• TO BE DONE
Reproduce the part of the listing that opens with its first line and closes with the line containing "left=0, top=389, right=284, bottom=456", both included and requests and all, shifting each bounding-box coordinate in the answers by adding -142.

• RAW RECORDS
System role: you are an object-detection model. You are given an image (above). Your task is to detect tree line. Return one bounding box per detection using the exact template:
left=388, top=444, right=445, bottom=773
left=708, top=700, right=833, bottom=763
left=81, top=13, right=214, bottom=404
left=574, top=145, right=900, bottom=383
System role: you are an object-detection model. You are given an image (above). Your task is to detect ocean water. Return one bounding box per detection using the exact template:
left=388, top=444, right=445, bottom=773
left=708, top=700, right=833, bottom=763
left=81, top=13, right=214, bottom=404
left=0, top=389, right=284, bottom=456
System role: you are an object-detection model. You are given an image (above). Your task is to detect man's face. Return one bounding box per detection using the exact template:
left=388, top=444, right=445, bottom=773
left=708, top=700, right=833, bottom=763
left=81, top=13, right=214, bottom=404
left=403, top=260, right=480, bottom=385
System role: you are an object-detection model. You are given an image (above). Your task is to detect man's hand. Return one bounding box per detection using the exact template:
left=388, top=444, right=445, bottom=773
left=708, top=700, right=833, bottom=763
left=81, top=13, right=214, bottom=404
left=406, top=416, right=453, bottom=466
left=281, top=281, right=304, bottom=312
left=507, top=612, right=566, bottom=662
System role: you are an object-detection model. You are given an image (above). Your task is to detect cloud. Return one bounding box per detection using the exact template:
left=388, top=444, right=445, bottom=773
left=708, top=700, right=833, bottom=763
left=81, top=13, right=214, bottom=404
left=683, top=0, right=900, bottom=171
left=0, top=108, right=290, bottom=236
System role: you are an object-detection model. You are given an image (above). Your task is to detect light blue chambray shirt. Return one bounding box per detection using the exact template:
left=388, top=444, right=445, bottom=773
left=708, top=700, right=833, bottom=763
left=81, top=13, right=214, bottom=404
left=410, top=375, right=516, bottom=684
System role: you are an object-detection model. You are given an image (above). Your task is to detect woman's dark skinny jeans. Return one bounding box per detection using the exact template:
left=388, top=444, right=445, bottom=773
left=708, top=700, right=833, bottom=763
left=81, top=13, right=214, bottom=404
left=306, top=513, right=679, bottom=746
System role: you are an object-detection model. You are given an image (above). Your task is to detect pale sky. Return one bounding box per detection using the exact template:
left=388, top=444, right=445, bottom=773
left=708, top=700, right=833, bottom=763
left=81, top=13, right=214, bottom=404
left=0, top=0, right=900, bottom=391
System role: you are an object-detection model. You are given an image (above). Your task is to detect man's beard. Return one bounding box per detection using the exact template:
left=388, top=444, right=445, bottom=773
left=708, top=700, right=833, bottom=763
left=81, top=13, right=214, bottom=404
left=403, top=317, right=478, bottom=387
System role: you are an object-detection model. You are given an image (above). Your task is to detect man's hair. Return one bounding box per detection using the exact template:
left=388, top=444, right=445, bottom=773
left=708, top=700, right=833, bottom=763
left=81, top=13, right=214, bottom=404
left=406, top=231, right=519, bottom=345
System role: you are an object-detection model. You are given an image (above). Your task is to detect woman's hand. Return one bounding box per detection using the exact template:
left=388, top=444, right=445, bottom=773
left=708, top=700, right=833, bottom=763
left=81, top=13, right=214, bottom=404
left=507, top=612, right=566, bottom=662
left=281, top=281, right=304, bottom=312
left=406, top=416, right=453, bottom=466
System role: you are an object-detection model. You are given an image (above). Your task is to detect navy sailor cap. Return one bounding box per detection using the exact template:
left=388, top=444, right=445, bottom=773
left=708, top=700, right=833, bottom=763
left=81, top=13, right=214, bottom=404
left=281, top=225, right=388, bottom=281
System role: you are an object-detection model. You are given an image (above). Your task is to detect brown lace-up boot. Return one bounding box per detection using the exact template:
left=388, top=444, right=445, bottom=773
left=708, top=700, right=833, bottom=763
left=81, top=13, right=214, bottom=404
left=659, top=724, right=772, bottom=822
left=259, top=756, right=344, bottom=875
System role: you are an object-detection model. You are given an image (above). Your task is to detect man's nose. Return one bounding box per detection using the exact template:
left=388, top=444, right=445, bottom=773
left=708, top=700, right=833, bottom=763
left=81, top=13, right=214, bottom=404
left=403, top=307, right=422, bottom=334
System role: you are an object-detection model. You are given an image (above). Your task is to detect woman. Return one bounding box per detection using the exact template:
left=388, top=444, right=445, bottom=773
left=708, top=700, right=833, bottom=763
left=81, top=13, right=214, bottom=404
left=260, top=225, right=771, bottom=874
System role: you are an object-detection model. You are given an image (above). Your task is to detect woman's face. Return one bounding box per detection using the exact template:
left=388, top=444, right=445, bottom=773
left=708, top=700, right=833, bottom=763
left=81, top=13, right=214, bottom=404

• WRITTEN ANSWER
System role: you are an object-detection model. You are given an image (above). Your task is to detect tree line. Return one bounding box per detection using the exact template:
left=388, top=444, right=445, bottom=773
left=708, top=700, right=833, bottom=763
left=81, top=13, right=214, bottom=404
left=432, top=3, right=758, bottom=241
System role: you are an object-detection model. You are given an image (above). Your task is to detect ocean water. Return one bounding box per detection using the exact template:
left=388, top=444, right=445, bottom=773
left=708, top=700, right=833, bottom=763
left=81, top=13, right=214, bottom=404
left=-142, top=247, right=142, bottom=314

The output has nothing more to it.